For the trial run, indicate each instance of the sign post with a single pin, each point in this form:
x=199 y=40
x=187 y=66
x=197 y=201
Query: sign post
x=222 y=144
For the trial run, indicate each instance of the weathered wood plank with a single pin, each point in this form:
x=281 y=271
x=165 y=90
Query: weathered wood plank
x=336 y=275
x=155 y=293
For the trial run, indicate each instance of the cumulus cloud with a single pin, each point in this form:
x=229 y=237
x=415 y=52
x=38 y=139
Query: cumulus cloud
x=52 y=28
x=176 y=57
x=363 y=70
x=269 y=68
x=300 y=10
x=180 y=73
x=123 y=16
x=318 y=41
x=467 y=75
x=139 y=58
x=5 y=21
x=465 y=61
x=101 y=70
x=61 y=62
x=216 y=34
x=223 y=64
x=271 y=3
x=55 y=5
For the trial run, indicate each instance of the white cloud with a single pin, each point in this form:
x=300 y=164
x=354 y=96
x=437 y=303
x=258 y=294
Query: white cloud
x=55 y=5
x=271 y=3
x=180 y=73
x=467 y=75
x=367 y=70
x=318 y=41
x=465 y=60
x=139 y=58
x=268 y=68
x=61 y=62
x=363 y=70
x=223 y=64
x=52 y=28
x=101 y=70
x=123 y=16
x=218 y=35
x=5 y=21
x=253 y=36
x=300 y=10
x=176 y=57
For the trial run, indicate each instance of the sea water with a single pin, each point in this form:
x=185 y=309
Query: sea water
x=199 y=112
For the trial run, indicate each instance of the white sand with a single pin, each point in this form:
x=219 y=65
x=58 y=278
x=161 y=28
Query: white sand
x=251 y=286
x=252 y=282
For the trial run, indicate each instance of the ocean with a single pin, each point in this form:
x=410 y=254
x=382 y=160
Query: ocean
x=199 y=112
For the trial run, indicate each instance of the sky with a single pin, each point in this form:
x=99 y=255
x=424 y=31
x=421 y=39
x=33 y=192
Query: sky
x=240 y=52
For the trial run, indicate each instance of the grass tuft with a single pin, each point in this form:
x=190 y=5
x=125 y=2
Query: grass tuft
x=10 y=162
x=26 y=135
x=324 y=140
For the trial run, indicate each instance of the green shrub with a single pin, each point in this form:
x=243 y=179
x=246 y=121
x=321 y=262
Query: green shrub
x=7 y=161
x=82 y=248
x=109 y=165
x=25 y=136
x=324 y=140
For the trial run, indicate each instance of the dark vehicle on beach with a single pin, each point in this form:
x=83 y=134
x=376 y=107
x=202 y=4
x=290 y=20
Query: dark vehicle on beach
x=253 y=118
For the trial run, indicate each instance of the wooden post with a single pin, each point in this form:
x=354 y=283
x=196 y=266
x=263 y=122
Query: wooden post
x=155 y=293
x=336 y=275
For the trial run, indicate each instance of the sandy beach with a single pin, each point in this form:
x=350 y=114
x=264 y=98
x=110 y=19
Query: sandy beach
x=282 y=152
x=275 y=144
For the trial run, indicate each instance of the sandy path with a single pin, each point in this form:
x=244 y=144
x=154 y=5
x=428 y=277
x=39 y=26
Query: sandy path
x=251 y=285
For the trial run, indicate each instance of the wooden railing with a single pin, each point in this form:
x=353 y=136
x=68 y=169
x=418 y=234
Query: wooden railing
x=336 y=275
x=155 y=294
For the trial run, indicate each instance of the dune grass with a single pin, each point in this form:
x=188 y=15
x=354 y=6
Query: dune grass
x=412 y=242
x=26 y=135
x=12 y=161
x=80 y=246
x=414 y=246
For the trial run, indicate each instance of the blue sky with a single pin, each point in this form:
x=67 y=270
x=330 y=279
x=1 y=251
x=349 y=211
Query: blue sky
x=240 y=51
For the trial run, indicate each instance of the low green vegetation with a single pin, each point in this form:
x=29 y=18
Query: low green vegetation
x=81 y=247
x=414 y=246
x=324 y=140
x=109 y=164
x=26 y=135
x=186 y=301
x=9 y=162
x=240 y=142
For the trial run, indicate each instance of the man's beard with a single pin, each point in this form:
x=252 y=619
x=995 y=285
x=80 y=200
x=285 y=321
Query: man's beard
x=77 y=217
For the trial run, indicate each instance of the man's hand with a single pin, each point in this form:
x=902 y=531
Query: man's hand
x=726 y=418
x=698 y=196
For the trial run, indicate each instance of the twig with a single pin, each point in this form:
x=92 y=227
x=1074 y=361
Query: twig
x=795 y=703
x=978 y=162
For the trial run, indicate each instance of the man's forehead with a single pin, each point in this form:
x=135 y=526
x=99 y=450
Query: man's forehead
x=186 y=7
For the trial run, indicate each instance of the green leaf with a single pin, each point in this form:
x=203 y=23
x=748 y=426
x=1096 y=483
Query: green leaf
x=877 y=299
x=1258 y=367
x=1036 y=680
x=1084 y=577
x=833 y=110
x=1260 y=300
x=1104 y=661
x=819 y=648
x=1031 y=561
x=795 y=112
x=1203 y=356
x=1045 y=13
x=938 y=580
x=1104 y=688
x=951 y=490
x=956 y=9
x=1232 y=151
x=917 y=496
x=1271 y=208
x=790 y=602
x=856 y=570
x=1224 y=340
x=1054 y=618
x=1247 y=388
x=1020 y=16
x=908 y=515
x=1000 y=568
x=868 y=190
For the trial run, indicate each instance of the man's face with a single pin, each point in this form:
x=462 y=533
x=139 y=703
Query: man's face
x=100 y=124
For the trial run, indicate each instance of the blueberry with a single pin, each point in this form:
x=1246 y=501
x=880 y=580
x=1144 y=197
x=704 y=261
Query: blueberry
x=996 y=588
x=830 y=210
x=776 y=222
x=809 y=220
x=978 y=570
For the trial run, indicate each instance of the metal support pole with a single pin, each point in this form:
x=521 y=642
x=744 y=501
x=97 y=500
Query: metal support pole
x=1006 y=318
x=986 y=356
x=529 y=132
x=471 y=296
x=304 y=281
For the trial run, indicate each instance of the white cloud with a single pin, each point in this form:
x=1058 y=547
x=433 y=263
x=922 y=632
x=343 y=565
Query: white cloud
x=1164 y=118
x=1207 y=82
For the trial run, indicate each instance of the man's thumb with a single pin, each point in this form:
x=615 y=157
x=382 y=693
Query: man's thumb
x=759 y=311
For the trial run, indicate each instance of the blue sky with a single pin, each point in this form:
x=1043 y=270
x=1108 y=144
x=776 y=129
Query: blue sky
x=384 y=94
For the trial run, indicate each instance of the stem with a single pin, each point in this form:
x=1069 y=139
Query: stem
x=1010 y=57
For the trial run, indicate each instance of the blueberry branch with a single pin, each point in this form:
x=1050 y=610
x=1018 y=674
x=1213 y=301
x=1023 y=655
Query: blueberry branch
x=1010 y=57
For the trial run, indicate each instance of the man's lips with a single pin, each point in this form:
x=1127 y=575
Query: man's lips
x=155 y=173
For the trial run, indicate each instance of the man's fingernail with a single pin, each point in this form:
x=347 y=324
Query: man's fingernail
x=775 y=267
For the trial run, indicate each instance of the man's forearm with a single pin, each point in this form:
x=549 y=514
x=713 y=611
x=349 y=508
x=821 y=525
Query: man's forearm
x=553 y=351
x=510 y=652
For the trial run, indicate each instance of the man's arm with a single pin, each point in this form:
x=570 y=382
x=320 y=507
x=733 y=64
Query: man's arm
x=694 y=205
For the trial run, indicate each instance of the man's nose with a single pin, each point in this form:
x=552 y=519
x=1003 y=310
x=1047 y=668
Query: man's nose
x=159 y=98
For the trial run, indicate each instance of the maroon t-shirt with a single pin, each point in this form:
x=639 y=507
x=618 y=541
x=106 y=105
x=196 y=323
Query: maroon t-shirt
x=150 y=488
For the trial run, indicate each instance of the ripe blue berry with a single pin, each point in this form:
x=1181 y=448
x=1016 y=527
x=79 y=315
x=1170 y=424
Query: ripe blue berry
──────────────────────────────
WORK TO COMPLETE ▸ What belongs in the answer is each line from the listing above that contains "ripe".

THE COMPLETED TASK ▸
For the trial run, indicate each instance of the ripe blue berry with a single pin, each point in this form:
Query: ripe blue berry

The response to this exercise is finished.